[Coordinate annotation entries]
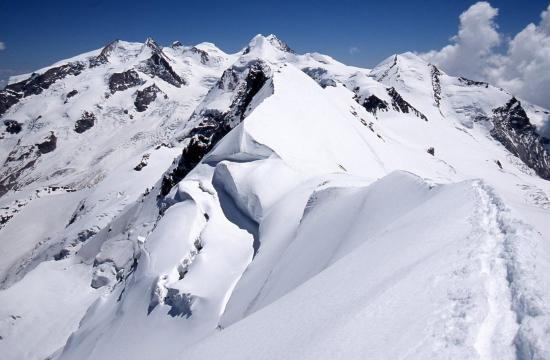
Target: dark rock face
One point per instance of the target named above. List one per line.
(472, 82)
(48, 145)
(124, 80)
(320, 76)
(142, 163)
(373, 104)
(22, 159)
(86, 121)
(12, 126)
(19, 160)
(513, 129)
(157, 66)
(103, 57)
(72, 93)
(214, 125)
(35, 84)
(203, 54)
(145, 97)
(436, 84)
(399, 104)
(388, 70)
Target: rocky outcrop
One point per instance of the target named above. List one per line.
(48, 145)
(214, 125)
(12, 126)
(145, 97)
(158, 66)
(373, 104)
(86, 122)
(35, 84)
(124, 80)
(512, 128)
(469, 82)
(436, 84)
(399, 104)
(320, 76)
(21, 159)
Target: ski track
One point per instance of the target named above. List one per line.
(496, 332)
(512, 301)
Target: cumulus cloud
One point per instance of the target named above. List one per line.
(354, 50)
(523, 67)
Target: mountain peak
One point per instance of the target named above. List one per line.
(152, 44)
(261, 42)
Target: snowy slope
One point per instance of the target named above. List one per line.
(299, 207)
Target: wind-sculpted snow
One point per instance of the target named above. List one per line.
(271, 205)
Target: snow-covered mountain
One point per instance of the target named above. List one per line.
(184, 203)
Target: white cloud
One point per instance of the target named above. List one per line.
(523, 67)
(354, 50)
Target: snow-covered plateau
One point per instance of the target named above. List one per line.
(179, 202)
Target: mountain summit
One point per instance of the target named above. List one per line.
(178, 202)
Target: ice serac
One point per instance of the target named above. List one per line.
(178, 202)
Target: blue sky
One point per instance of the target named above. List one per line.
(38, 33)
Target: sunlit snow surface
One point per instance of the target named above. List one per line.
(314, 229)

**Given instruction**
Please rewrite the entries starting with the line containing "Target: mountain summit" and going on through the end of the entries, replacing "instance" with "occurrence" and keeping everything else unchanged. Return only those lines.

**Response to the task**
Target: mountain summit
One point per occurrence of the target named above. List one per line.
(178, 202)
Target: ice serac
One point per occurrence of the target named above. List one per line.
(178, 202)
Target: blue sky
One point per occurrence of the target named above. List one per line.
(38, 33)
Target: sunlit snow surface
One point per occurrence of the target named above. List one per line.
(314, 229)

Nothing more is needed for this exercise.